QUESTÕES PARA ESTUDO:
• 1. No texto sobre saúde digital, transforme em lista curta o parágrafo que começa com "Os produtos de saúde digital precisam envolver", mantendo os fatos principais.
• 2. De acordo com o texto sobre saúde digital, que parcela dos aplicativos de saúde baixados em 2018 contou com informações ou conselhos de médicos durante o desenvolvimento?
• 3. Retome o texto sobre saúde digital e siga escrevendo a partir da última frase dele.

TEXTO EM ESTUDO:
◇ ◇ ◇ ◇ ◇

Na saúde digital, médicos devem estar no centro da inovação tecnológica

Seguindo a tendência de outros mercados como varejo e serviços financeiros, produtos de saúde digital surgiram com total foco no consumidor – no caso, o paciente. Direcionar produtos aos consumidores não é surpreendente: segue a lógica da disrupção tecnológica, que elimina intermediários sempre que possível. Contudo, essa estratégia parece não englobar a complexidade que é cuidar das pessoas. 

Os produtos de saúde digital precisam envolver não apenas os consumidores, mas também um espectro amplo de atores, como médicos, pacientes, seguradoras e reguladores – cada qual com uma opinião sobre a adoção de uma nova tecnologia. No entanto, de acordo com estudo da University College London, apenas 20% dos aplicativos relacionados à saúde baixados em 2018 tiveram informações ou conselhos de médicos durante seu desenvolvimento. 

Obviamente, o contato de um médico com a tecnologia não se dá sem atritos – muitos profissionais resistem diante de uma infinidade de aplicativos que não se integram a seus sistemas ou não lhes dão as informações de que precisam. Naturalmente, eles têm relutado em entrar na nova era digital, o que fez com que poucos dos benefícios anunciados para o atendimento ao paciente fossem alcançados.

◇ ◇ ◇ ◇ ◇

Registros extraídos de uma coleção

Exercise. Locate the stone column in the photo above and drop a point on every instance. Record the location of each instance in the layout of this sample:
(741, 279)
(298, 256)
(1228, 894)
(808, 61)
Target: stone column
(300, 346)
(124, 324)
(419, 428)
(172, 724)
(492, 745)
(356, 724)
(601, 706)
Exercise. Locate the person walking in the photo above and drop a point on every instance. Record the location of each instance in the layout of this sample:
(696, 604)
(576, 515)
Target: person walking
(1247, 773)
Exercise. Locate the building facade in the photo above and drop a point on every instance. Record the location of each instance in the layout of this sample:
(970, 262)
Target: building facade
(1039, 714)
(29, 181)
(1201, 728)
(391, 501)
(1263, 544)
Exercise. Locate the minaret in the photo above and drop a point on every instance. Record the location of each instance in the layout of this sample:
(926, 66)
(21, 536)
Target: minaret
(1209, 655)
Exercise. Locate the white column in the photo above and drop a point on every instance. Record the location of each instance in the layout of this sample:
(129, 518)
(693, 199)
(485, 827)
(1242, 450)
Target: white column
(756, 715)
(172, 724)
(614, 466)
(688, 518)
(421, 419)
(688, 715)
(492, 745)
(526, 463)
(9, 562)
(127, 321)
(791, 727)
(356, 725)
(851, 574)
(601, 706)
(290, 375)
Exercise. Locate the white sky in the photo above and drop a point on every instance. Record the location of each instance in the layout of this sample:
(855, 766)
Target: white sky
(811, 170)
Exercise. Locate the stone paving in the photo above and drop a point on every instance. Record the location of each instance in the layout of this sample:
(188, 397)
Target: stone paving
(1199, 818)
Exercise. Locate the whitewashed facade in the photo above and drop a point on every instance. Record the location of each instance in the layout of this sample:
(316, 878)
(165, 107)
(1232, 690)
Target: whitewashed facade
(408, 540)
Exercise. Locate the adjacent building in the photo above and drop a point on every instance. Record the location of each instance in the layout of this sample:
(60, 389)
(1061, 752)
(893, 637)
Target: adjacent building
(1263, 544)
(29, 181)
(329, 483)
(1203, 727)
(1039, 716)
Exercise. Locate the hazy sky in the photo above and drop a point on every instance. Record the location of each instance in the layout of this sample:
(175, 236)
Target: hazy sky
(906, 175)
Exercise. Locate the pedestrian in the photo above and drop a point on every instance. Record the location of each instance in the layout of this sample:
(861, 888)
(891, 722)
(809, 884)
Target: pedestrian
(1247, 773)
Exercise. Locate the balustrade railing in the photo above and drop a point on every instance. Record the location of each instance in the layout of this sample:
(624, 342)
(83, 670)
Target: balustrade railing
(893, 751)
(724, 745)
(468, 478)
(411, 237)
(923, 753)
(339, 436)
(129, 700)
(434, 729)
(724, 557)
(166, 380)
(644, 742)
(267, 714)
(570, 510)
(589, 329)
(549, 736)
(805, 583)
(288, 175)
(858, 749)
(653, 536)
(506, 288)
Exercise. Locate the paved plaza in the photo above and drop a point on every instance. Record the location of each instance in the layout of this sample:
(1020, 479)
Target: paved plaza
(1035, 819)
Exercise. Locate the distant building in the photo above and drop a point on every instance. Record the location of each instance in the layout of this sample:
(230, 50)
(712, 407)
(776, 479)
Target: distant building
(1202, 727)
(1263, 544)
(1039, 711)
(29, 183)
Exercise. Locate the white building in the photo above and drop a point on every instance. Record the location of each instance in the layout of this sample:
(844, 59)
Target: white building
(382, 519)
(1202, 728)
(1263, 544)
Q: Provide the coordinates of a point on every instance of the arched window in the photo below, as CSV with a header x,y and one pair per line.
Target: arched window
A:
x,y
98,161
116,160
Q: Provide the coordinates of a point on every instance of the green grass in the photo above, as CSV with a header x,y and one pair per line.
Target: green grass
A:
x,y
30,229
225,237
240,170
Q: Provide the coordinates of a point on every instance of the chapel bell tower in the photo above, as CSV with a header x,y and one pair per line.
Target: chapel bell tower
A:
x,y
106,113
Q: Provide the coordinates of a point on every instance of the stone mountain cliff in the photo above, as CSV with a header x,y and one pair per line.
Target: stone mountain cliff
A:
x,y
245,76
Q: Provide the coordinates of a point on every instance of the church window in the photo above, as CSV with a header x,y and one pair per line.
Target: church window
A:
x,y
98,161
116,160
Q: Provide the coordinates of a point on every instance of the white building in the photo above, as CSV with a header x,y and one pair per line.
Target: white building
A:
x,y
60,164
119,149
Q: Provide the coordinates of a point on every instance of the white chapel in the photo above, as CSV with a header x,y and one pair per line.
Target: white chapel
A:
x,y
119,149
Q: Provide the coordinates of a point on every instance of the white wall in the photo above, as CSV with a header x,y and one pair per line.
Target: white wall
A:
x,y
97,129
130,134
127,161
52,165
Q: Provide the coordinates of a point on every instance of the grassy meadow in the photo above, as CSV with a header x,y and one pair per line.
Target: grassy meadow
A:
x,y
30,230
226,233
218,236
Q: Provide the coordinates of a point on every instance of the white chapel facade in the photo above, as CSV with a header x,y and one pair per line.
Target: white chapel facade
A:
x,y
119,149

◇ ◇ ◇ ◇ ◇

RESPOSTAS NUMERADAS:
• 1.
- Os produtos de saúde digital precisam envolver não só os consumidores, mas também médicos, pacientes, seguradoras e reguladores.
- Cada um desses atores tem uma opinião sobre a adoção de uma nova tecnologia.
- Segundo estudo da University College London, só 20% dos aplicativos de saúde baixados em 2018 tiveram informações ou conselhos de médicos durante seu desenvolvimento.

• 2. Apenas 20%.

• 3.
O valor agregado pelo médico não é apenas o acesso que ele proporciona ao conhecimento ou à medicação: é a própria relação. Um exemplo é o problema recorrente da adesão do paciente. Cerca de 40% dos pacientes não seguem as recomendações de tratamento, comprometendo seriamente a capacidade de controle de doenças. Mas descobriu-se que as taxas de adesão são quase três vezes maiores nas relações de atenção primária, caracterizadas por níveis muito altos de confiança, em que os médicos têm o conhecimento do paciente em sua integralidade. 

Na América Latina, especificamente, há ainda mais desafios. Os sistemas de saúde da região são caracterizados por um nível elevado de fragmentação entre o Estado, seguros de saúde e clínicas privadas, e segmentação entre diferentes instituições – sindicatos, seguradoras, hospitais e clínicas especializadas. Os médicos podem ter contratos com 20 ou mais deles, trabalhando de forma independente. Assim, a relação do paciente é, antes de tudo, com o seu médico. 

O mercado de tecnologia percebeu isso. Estudo do fundo americano Rock Health (2017) descobriu que mais de 60% das empresas de saúde digital que começaram como modelos de negócio voltados ao consumidor mudaram eventualmente para B2B ou B2B2C. Além disso, quase 80% do investimento de venture capital para a saúde vai para modelos B2B ou B2B2C. Agora, é comumente aceito que o B2C não funciona na área da saúde. 

Os médicos estão cada vez mais interessados em ajudar a construir as soluções ideais de saúde digital. Estudo recente da American Medical Association (AMA) descobriu que 87% dos médicos acreditam que a saúde digital oferecerá alguma vantagem real aos cuidados que eles podem fornecer aos seus pacientes. Na pesquisa, 42% dos entrevistados também disseram que gostariam de ser responsáveis pela futura implementação de soluções de saúde digital e 47% deles gostariam de, pelo menos, serem consultados.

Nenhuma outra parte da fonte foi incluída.